### [REQUEST 1]
Name every nickname for Trump that appears in the excerpt about Trump in court.
### [REQUEST 2]
Resume the piece about Trump sleeping in court, picking up right after its last paragraph.

### [EXCERPT]
↓↓↓
Updates and pictures of Trump snoozing in court have been the talk of town lately, his expressions slack as he daydreams about committing more frauds, embezzling money from the nation, and saving pens from gravity. But that’s not the only adventure Sleepy Don has been embarking on — stinking up the courtroom by consistently farting after gobbling cheeseburgers without paying tips has been on his list as well.

Just like his top VP contender, Kristi Noem, who is trying to back peddle after disgustingly writing and promoting that she shot her 14-month-old puppy because she hated him, Trump is also blaming “FAKE MEDIA” for spreading the very visible and hard-to-unsee truth of his dozing legends in court.

It took me a minute too — those “beautiful blue eyes” made me gag as well — but notice how he only addresses the sleeping, even though that “fake” news has always been accompanied by tales of his constant sharting symphony (earning him nicknames like “Diaper Don” and the newest “Von ShitzinPants”).
↑↑↑
### [INFORMATION PROVIDED]
↓↓↓
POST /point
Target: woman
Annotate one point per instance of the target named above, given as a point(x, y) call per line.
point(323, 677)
↑↑↑
### [WRITTEN REPLY 1]
Sleepy Don
Diaper Don
Von ShitzinPants

### [WRITTEN REPLY 2]
Hold on. This man has tried to shrug off his streak of forgetting who is the current president and what grammar means as deliberate attempts at being sarcastic. Don’t tell me he can’t put together some insane claim like he is being fed bad burgers as a part of the “Witch Hunt” against him. Unlike Marjorie Taylor Greene, his former favorite, he doesn’t let any comment made about him slide. But he lets this one roam free (much like his reign of terror as Poopy Fartzilla)?

Nuh, uh. Nope. There is truth here, as smelly and stinky as its creator. 

But if, someday, “beautiful blue eyes” Trump manages to rein in that incoming fart and conjures enough courage to tell us all that it smells like a garden of sweet alyssum, be ready to hold in that urge to barf. Maybe courier him a truck of diapers? Sign the petition to stop every McDonald’s in America to never serve him a burger?